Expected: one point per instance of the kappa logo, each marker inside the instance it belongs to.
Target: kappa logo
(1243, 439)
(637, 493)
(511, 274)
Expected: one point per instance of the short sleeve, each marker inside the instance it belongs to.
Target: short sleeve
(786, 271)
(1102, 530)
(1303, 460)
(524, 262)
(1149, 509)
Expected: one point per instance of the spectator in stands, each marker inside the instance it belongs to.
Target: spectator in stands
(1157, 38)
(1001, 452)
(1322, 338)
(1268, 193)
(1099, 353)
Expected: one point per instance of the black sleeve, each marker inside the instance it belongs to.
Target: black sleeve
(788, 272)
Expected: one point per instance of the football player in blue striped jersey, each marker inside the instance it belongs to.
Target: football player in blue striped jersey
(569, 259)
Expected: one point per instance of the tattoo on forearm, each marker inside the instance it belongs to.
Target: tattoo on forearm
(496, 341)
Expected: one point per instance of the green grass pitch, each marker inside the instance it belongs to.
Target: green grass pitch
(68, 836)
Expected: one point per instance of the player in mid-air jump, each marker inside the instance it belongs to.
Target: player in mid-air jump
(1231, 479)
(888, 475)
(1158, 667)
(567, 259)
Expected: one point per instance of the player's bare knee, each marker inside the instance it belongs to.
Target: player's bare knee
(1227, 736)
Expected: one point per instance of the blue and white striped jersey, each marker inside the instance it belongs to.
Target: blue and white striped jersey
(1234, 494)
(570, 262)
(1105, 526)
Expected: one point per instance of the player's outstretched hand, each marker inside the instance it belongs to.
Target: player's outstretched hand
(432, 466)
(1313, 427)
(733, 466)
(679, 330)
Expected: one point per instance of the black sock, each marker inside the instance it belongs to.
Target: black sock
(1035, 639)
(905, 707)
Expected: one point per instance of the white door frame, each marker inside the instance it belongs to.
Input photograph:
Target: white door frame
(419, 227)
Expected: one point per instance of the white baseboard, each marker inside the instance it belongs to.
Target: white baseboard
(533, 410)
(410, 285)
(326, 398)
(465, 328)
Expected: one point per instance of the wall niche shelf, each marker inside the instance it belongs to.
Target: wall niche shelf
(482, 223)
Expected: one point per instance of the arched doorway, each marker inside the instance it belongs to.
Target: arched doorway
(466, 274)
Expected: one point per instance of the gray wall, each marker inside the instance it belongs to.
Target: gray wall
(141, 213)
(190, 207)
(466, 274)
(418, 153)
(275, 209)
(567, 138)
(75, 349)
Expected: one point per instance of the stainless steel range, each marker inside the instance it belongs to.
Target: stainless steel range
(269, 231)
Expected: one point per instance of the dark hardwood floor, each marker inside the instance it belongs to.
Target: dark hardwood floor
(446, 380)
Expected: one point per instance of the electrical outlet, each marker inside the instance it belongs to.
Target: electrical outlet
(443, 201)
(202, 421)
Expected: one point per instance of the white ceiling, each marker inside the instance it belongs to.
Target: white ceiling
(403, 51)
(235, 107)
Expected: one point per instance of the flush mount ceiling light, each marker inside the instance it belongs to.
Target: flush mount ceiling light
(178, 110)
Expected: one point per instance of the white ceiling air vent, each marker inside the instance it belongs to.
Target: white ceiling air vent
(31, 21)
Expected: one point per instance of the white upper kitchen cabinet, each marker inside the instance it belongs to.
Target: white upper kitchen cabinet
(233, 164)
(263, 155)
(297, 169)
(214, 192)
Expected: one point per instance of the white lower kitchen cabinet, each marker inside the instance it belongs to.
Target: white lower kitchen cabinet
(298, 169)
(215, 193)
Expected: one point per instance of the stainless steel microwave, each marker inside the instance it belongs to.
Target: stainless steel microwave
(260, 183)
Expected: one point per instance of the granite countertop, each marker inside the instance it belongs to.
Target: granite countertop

- The problem:
Copy every record above line for line, keeping each character, space and line break unchanged.

- Output below:
Expected: one point per instance of the kappa logo, each marker inside the instance it belongs to.
Target: kappa logo
(1243, 439)
(637, 493)
(511, 274)
Expected: one point per instance of the short sleeve, each marker inside the instance it belongs to.
Target: short sleeve
(786, 271)
(1102, 530)
(1303, 460)
(524, 262)
(1149, 509)
Expected: one point per instance of the spectator in stands, each marker inside the instance it belongs to.
Target: spectator in stands
(1157, 38)
(1001, 452)
(1322, 338)
(1268, 193)
(1099, 353)
Expected: one point per instance of the black sleeve, each marker inside the instance it belongs to.
Target: black sleeve
(788, 272)
Expected: one point per instance of the football player in blue striped jersey, each marker inside the instance it belongs to.
Target: football player in blue striped jersey
(569, 259)
Expected: one point per instance of the tattoo on forearm, each marker inside the instance it belongs to.
Target: tattoo on forearm
(496, 341)
Expected: one point per instance of the green grass pitch, each marker inside the instance it belongs to.
Target: green grass pitch
(68, 836)
Expected: one point per instance of the player in mid-air jump, each marker inside the instance it belongs to.
Target: player in mid-air jump
(1231, 479)
(888, 475)
(1158, 667)
(567, 259)
Expected: one point per instance of the player's bare knee, each marker inside the instance it belongs to.
Target: player's bare knee
(1227, 736)
Expected: one point per instance of the blue and white striped jersey, each marker inside the instance it belongs to.
Target: blue and white striped jersey
(1234, 494)
(570, 262)
(1105, 526)
Expected: one point per instance of the player's outstretched hand, each marker inside the instance it belongs to.
Target: player's outstretched hand
(432, 466)
(1313, 427)
(733, 466)
(679, 330)
Expected: one point per instance of the black sock, each marker inside the instance it belongs to.
Target: black sock
(1035, 639)
(905, 707)
Expected: one point per instance of the white door frame, each marker inside the instance it belongs to.
Input photograph:
Target: white door frame
(419, 227)
Expected: one point per instance of the white baseboard, each marker inside the instance it belongs to.
Target: white baseboard
(533, 410)
(410, 285)
(326, 398)
(465, 328)
Expected: one point per instance of the wall niche shelf, each marker inside the instance it belongs to.
Target: wall niche shelf
(482, 223)
Expected: one point per instance of the arched doorway, each marker inside the instance it belongs to.
Target: arched doorway
(466, 274)
Expected: one point per instance of the gray wall, each marker inside the instance it belongs to.
Target: gray wall
(141, 213)
(190, 207)
(466, 274)
(418, 153)
(275, 209)
(567, 138)
(75, 349)
Expected: one point per instance of the stainless steel range, each marker inside the instance it belongs to.
Target: stainless steel range
(269, 231)
Expected: one point per instance of the dark hardwood floor, each marker inside the instance it belongs to.
Target: dark hardwood floor
(446, 380)
Expected: one point per instance of the electrical outlet, each marker inside the instance it belongs to.
Target: electrical outlet
(443, 201)
(202, 421)
Expected: one point per instance of the white ceiling, each marker inside the instance it belongs to.
Target: white ceiling
(403, 51)
(235, 107)
Expected: one point per instance of the flush mount ceiling light, each marker inside the instance it belongs to.
Target: flush mount ceiling light
(178, 110)
Expected: one point per instance of the white ceiling air vent, each marker inside the instance it belongs to.
Target: white ceiling air vent
(31, 21)
Expected: one point per instance of the white upper kitchen cabinet, each marker inside the instance it belongs to.
Target: white upper kitchen cabinet
(233, 164)
(263, 155)
(297, 169)
(214, 192)
Expected: one point per instance of the white lower kitchen cabinet, each marker inside the instance it belongs to.
Target: white lower kitchen cabinet
(298, 169)
(215, 193)
Expected: one point per instance of the stainless steel microwave, each marker inside the instance it belongs to.
Target: stainless steel microwave
(260, 183)
Expected: one point per instance of the granite countertop, each marker inside the instance it belongs to.
Target: granite countertop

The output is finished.